## Текст для чтения:

○ ○ ○ ○ ○

О цветочных огнях и огненных кораблях, оживших куклах и фальшивых покойниках, лягушке-быке, циркулярных цикадах и прятках в чайной комнате

Тендзин-мацури — праздник города Осаки. Толстый сэнсэй Масуда сказал, что Тендзин отличается от Гиона темпом. Даже бубенцы вызванивают вроде похожую мелодию: «тим-тили-тили-тим…» Только в два раза быстрее.

После я поняла, насколько он был прав. Основное действо Тендзин-мацури происходит на реке. Смотрят на все это с мостов и берегов. А некоторые везунчики — с корабликов, но проникнуть туда тяжело. Мы торчали на мосту. Был закат, и панорама прибрежных небоскребов просматривалась в золотисто-оранжевой дымке. Вода тоже золотилась. И по ней ездили катерки с мужичками в белых кимоно. Мужички ритмично и быстро поднимали и опускали копья с флагами — полное ощущение стремительно гребущих весел. Только если забыть, что у каждого катера — мотор. На корме огромный барабан, кто-то выстукивает на нем все тот же бешеный Тендзин-ритм. За кормой вьются в ветре полотняные трубчатые карпы. Бешеный ритм барабана, золотая вода, летящий катер… Волосы откинуты со лба встречным ветром. Ритм тянет за собой, уводит, слепит память… Мы — крысы за дудочкой по дороге в реку. На носу катерка — рай. Рай жгущей щеки скорости, полузабытья барабанного ритма и золота заката. Брызги воды в лицо… Впрочем, это все не со мной. Я всего лишь стою на мосту. Однако людям с воображением всегда жилось лучше, чем всем остальным!

○ ○ ○ ○ ○

## Фрагменты набора данных:
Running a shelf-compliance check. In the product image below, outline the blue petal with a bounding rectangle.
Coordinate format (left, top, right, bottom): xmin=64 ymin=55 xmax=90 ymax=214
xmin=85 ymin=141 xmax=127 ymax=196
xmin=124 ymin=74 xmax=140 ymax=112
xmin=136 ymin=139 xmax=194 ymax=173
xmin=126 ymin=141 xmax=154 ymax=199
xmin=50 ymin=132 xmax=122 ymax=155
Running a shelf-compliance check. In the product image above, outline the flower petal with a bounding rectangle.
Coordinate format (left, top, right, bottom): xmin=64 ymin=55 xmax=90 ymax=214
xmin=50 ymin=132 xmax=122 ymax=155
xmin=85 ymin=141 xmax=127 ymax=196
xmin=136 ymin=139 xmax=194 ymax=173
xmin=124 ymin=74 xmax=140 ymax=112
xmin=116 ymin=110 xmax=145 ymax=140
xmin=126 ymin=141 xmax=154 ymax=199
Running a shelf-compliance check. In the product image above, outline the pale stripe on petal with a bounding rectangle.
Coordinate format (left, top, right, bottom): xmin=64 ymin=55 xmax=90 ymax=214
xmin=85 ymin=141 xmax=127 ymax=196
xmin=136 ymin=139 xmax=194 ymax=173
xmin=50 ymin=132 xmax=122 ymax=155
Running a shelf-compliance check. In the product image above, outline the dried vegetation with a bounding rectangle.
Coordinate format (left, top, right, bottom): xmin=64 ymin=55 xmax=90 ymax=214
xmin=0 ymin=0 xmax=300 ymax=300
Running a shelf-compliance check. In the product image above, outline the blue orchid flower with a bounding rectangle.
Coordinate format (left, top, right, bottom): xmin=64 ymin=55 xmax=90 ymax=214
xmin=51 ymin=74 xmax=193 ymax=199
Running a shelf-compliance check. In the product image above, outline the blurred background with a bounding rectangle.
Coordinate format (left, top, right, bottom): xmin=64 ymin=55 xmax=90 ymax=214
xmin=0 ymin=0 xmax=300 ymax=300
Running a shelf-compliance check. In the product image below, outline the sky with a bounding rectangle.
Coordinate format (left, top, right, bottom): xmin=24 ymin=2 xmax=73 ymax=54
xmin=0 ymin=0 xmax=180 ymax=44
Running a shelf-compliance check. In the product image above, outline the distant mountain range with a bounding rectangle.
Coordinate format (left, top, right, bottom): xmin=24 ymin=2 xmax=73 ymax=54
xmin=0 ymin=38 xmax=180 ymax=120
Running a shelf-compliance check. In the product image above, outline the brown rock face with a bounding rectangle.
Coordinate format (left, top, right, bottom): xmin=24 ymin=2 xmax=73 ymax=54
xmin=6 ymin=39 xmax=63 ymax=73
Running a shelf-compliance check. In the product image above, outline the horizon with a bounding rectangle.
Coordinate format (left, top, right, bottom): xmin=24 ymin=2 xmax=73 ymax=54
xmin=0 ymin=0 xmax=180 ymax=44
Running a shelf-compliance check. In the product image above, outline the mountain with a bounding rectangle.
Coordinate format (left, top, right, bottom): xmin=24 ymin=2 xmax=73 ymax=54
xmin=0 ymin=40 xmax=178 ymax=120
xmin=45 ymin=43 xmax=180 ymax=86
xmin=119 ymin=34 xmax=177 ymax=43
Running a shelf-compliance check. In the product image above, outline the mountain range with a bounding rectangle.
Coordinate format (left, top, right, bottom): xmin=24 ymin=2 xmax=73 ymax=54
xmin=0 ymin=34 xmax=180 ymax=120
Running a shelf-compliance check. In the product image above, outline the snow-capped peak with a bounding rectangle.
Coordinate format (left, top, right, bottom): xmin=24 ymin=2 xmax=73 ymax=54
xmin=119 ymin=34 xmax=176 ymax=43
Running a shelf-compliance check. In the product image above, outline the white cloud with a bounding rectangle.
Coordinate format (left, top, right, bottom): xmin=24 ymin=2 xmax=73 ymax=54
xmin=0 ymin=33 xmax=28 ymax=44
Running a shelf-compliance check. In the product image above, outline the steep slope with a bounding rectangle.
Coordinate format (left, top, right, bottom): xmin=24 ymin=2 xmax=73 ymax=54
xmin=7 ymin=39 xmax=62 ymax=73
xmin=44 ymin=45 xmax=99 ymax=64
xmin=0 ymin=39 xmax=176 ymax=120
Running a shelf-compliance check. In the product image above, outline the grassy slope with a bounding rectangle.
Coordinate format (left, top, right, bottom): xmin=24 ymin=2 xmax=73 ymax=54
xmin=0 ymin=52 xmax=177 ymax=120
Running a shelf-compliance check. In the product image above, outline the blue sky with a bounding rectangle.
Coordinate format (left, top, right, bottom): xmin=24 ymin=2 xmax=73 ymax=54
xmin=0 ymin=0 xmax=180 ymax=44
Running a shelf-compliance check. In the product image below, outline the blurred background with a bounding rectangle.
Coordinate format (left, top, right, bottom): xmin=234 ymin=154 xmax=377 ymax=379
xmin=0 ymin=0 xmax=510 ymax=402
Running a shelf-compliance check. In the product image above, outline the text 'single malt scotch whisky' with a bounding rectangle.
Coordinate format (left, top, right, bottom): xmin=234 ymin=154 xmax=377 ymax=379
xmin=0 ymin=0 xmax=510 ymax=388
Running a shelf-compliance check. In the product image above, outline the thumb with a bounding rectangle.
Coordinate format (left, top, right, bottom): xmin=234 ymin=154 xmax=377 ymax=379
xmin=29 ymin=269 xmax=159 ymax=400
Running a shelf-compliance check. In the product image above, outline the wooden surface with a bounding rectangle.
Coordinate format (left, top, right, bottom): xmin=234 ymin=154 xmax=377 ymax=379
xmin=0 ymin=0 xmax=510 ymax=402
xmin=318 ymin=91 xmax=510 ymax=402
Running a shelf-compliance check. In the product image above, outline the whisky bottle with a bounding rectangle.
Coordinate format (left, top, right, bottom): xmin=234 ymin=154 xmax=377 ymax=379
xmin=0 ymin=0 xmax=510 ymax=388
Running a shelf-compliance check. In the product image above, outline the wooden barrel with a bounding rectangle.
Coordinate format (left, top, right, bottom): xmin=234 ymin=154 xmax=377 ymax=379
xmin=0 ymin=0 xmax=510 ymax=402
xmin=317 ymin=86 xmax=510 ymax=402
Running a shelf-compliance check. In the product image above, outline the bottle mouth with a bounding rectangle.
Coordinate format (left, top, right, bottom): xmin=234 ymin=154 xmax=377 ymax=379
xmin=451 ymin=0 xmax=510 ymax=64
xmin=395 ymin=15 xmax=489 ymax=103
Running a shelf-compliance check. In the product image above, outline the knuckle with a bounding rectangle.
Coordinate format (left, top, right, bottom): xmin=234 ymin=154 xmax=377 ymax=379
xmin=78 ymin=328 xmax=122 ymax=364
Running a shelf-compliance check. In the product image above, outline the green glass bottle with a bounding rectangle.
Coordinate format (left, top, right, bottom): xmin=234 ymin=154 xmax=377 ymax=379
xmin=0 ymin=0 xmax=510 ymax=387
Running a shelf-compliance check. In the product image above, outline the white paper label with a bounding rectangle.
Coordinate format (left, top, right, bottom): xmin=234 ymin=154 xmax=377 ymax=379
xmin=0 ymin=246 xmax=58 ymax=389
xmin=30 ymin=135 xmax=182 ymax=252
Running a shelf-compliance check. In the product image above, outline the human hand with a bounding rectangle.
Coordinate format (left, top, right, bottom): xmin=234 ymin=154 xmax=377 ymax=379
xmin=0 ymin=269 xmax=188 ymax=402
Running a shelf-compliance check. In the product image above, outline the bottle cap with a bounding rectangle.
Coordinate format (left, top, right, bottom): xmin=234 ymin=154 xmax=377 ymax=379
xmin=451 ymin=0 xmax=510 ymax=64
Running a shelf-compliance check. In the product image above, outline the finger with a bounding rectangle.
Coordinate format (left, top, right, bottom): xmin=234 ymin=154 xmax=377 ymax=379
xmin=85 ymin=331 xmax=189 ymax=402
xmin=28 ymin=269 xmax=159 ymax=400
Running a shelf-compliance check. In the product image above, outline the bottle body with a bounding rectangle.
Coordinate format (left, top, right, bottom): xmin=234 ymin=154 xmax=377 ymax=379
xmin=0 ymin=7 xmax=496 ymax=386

○ ○ ○ ○ ○

## Набор заданий:
a - Кратко перескажите списком абзац текста о Тендзин-мацури, начинающийся словами «После я поняла», сохранив главные факты.
b - Переведите на английский предложение из текста о празднике Тендзин-мацури: «Основное действо Тендзин-мацури происходит на реке».
c - Допишите следующую часть текста о празднике Тендзин-мацури, начиная после его последней фразы.
Позиции из набора данных к этой работе отношения не имеют.

## Ответы по порядку:
a -
- Сэнсэй Масуда оказался прав.
- Основное действо праздника происходит на реке.
- Зрители смотрят на него с мостов и берегов, а немногие везунчики — с корабликов, куда трудно попасть.
- Рассказчица с остальными стояла на мосту на закате. Небоскребы на берегу виднелись в золотисто-оранжевой дымке, вода тоже золотилась.
- По реке ходили моторные катера с мужчинами в белых кимоно. Мужчины быстро и ритмично поднимали и опускали копья с флагами, будто гребли веслами.
- На корме каждого катера стоял огромный барабан, на нем выстукивали быстрый ритм Тендзин.
- За кормой развевались на ветру полотняные трубчатые карпы.
- Рассказчица представляла себя на носу катера: скорость, ритм барабана, золото заката, брызги в лицо. На деле она лишь стояла на мосту, но людям с воображением, по ее словам, всегда живется лучше.

b - The main action of the Tenjin Matsuri takes place on the river.

c -
После лодок объявлен фейерверк. Темнеет, и толпа собралась порядочная. Японская толпа — разговор отдельный. Это не стадо. Это такой себе своеобразный конгломерат, добрую часть которого составляют парочки в кимоно. Все с веерами. Серьезные мужчины в костюмах и галстуках засовывают веер сзади за пояс брюк — так же его положено засовывать за оби (пояс от кимоно или юката). Все довольно мирно, почти никто не толкается, пьяных не видать. Полицейские со светящимися палочками ловко и вежливо регулируют движение, разделяя встречные потоки. Никакой агрессии. Ощущение праздника. Я даже полюбила эту праздничную толпу, сверкающую стрекозами-бабочками на кимоно и крашеными волосами над строгими клеточками мужских юката… Перестук деревянных гета. Компании молодых людей сидят на тротуарах и что-то уплетают. В сумерках поражают светящиеся серьги и кулоны весьма взрослых особ, которые, словно дети малые, нацепили в уши мигающие красным и зеленым шарики, несут на палочках здоровенные ринго-аме — свежие яблоки в красной сахарной глазури, и самозабвенно ими хлюпают, разевая при этом рот во всю доступную ширину. Запах куриных шашлыков якитори, светящиеся огоньки продуктовых выездных ларьков, рыбки в бассейне торговца… И фейерверк. Однако лучший мы увидели в порту Кобе. Про него и расскажу в подробностях, чтобы два раза не повторяться.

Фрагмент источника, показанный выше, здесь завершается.